Search the records for the string "photo" and copy every line in which it appears.

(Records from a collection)
▬▬▬▬▬▬▬▬▬▬

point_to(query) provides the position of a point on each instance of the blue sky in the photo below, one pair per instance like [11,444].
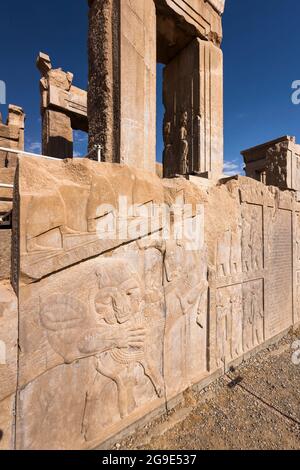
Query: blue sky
[261,40]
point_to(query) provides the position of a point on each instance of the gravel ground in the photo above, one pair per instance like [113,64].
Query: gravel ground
[256,406]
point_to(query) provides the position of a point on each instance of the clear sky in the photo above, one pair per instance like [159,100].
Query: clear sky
[261,60]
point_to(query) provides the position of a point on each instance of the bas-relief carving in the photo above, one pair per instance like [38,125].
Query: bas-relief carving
[76,212]
[186,292]
[106,330]
[239,320]
[252,238]
[229,314]
[279,289]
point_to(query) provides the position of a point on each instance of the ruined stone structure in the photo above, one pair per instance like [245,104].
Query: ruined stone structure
[126,40]
[128,288]
[11,135]
[63,109]
[275,163]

▬▬▬▬▬▬▬▬▬▬

→ **Answer to the exercise**
point_to(query) provides the position of a point on each instance of the blue sky in the photo below, one pair per instance like [11,444].
point_to(query) provides the position of a point on each instance of the gravel ground in the photo above, one pair per instance like [113,64].
point_to(query) provides the position of a point on each instance of the clear sky in the photo above, one pair per instance like [159,100].
point_to(query) provides the position of a point on each instance of the bas-relief carving in the photo above, one pair per instance like [38,125].
point_to(query) provides the position of a point on each instance of the ruined stone structure in the photo above, one pair per instance like [245,104].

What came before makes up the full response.